About this task: Write out the records once more, exactly as given.

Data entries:
----------

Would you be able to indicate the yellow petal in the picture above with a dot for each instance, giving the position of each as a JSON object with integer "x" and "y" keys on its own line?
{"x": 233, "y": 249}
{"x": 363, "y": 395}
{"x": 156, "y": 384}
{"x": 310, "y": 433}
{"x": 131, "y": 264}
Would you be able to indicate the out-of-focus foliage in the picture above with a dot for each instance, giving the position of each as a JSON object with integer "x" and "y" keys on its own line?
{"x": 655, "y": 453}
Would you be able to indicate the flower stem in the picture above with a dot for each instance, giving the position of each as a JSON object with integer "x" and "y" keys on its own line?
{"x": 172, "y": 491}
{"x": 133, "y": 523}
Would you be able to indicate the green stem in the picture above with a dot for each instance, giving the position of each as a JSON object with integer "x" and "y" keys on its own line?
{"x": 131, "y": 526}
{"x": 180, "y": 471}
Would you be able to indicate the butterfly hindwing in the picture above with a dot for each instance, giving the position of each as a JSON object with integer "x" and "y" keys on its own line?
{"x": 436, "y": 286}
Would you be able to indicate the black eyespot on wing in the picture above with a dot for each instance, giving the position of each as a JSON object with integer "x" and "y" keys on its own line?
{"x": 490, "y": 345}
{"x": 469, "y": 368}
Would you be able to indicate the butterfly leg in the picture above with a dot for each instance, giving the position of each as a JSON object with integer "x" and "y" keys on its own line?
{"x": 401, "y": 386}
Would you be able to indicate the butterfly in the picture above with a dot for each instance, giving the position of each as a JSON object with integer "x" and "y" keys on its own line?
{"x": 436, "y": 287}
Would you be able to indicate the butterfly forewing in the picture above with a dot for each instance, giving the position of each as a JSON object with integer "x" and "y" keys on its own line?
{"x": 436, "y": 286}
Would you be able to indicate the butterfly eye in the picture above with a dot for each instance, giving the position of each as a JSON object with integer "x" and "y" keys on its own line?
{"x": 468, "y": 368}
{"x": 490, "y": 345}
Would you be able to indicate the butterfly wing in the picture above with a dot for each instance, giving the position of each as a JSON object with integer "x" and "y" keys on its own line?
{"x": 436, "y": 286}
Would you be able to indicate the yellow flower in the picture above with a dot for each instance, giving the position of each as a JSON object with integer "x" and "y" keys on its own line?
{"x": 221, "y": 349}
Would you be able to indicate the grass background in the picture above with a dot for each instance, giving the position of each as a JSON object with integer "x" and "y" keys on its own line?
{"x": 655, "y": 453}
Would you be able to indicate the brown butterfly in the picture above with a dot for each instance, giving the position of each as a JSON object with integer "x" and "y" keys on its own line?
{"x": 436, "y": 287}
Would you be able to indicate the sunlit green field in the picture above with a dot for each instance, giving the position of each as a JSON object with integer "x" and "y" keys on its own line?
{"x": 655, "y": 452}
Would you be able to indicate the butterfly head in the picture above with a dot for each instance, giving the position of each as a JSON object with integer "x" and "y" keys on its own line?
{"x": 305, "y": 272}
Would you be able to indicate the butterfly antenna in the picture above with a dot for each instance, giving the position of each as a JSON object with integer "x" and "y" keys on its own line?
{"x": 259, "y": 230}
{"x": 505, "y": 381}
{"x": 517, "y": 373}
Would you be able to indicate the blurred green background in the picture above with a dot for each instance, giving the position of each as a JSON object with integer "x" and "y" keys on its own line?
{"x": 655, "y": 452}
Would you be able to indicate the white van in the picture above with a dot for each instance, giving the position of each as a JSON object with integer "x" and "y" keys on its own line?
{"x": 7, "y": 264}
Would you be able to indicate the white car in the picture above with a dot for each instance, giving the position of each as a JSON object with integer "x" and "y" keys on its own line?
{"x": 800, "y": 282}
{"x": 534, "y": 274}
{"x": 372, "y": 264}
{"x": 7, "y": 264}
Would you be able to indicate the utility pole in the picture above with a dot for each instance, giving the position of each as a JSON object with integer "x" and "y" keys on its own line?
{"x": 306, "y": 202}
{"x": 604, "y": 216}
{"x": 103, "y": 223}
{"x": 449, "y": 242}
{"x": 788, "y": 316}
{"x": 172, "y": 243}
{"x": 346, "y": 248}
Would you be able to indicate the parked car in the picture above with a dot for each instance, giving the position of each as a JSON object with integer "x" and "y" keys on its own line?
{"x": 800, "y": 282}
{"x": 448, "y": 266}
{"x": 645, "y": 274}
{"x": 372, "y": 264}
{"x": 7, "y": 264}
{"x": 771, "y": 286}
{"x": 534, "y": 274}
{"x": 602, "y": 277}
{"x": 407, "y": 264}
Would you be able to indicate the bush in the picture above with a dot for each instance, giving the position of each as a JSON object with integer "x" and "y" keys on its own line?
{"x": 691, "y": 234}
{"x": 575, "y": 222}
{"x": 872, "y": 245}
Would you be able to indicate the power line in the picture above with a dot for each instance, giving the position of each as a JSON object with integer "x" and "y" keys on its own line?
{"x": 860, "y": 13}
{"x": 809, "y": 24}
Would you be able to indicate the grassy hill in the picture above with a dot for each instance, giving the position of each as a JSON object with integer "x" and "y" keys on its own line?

----------

Reply to the task:
Would you be able to indicate the yellow petal in the picture above with a dot for each instance, giving the position of each as a JSON object with integer "x" and "y" keys on its own line?
{"x": 233, "y": 249}
{"x": 363, "y": 395}
{"x": 156, "y": 384}
{"x": 310, "y": 433}
{"x": 131, "y": 264}
Would you be able to indicate the out-of-focus foliage in the picture above with a dot for each instance, giving the position of each as a JSON object with integer "x" and "y" keys on its own line?
{"x": 655, "y": 453}
Would you be able to indicate the flower stem in the picture above with a dot for each instance, giving the position of each as a JSON object with integer "x" and "y" keys on its own line?
{"x": 172, "y": 491}
{"x": 133, "y": 523}
Would you be able to indicate the green stem in the picture above with a dot for each instance, giving the position of each as a JSON object with integer "x" and "y" keys on its own line?
{"x": 131, "y": 526}
{"x": 180, "y": 471}
Would you be able to indicate the butterfly hindwing in the picture above with a dot for each instance, giving the position of each as a JSON object with integer "x" and "y" keys on its own line?
{"x": 436, "y": 286}
Would you be able to indicate the black eyespot on wing in the picture above with a dot for each instance, giving the position of each as a JSON object with integer "x" and "y" keys on its own line?
{"x": 490, "y": 345}
{"x": 469, "y": 368}
Would you be able to indicate the butterfly leg in the picture above with a dot for each instance, giving the position of each as a JSON object with integer "x" and "y" keys on its own line?
{"x": 401, "y": 386}
Would you be able to indicate the butterfly in the picture above with a dot for each instance, giving the position of each as a JSON object with integer "x" and "y" keys on its own line?
{"x": 436, "y": 287}
Would you be able to indicate the butterfly forewing in the picture above with a dot for each instance, giving the position of each as a JSON object with integer "x" and "y" keys on its own line?
{"x": 436, "y": 286}
Would you be able to indicate the butterfly eye in the picture above with a dot for each instance, giving the position of each as a JSON object with integer "x" and "y" keys on its own line?
{"x": 468, "y": 368}
{"x": 490, "y": 345}
Would you be able to indicate the butterfly wing in the picture above with a dot for each instance, giving the position of each as a JSON object with integer "x" and "y" keys on its own line?
{"x": 436, "y": 286}
Would you be able to indicate the yellow flower in the picture above with a dot for each instance, giving the position of each as a JSON object with integer "x" and "y" keys on its own line?
{"x": 221, "y": 349}
Would you be able to indicate the grass background in the picture above with a dot for each instance, giving the position of each as a JSON object with integer "x" and "y" keys on its own line?
{"x": 655, "y": 453}
Would you be able to indicate the brown butterfly in the picture above with a dot for each instance, giving the position of each as a JSON object with integer "x" and "y" keys on its own line?
{"x": 436, "y": 287}
Would you be able to indicate the sunlit green field in the picture above with a dot for each instance, giving the position of each as a JSON object with integer "x" and "y" keys on its own line?
{"x": 655, "y": 452}
Would you be able to indicate the butterfly head in the picture above with a dot for each instance, giving the position of each as a JSON object with integer "x" and "y" keys on its own line?
{"x": 305, "y": 272}
Would you be able to indicate the butterfly antenna in the picture above with a dot for each instance, giving the position of each as a JSON object with integer "x" and "y" keys on its own line?
{"x": 259, "y": 230}
{"x": 505, "y": 381}
{"x": 517, "y": 373}
Would you be able to indicate the blurred green background in the picture above with a dot for each instance, giving the position of each as a JSON object with integer "x" and "y" keys on its own line?
{"x": 655, "y": 452}
Would you be able to indicate the white van in the picture above with a dot for each instance, giving the position of each as a JSON object with integer "x" and "y" keys on its own line?
{"x": 7, "y": 264}
Would you be able to indicate the white car in the picture above with a dot for each instance, giving the position of each as a JSON object with integer "x" and "y" keys on its own line?
{"x": 800, "y": 282}
{"x": 534, "y": 274}
{"x": 372, "y": 264}
{"x": 7, "y": 264}
Would you be able to indicate the utility pole in the picture above with a dot for each instance, giving the position of each as a JSON object with integer "x" and "y" keys on its own line?
{"x": 306, "y": 202}
{"x": 604, "y": 216}
{"x": 103, "y": 223}
{"x": 449, "y": 242}
{"x": 788, "y": 316}
{"x": 172, "y": 243}
{"x": 346, "y": 248}
Would you be able to indicate the parked car in the picture above with a dot for each instance, giving the position of each as a JSON object with integer "x" and "y" keys on its own line?
{"x": 800, "y": 282}
{"x": 448, "y": 266}
{"x": 645, "y": 274}
{"x": 372, "y": 264}
{"x": 7, "y": 264}
{"x": 771, "y": 286}
{"x": 534, "y": 274}
{"x": 602, "y": 277}
{"x": 407, "y": 264}
Would you be able to indicate the bush in the picture above with a dot for each instance, giving the position of each as a JSON object with integer "x" and "y" keys on its own line?
{"x": 691, "y": 234}
{"x": 575, "y": 222}
{"x": 872, "y": 245}
Would you be able to indicate the power line in the picture above with a dot for each instance, giving the position of each as a JSON object with integer "x" and "y" keys on its own line?
{"x": 860, "y": 13}
{"x": 809, "y": 24}
Would you be able to indicate the grassy hill in the picture above with a dot for each instance, giving the position of each as a JSON object with integer "x" and "y" keys on its own line?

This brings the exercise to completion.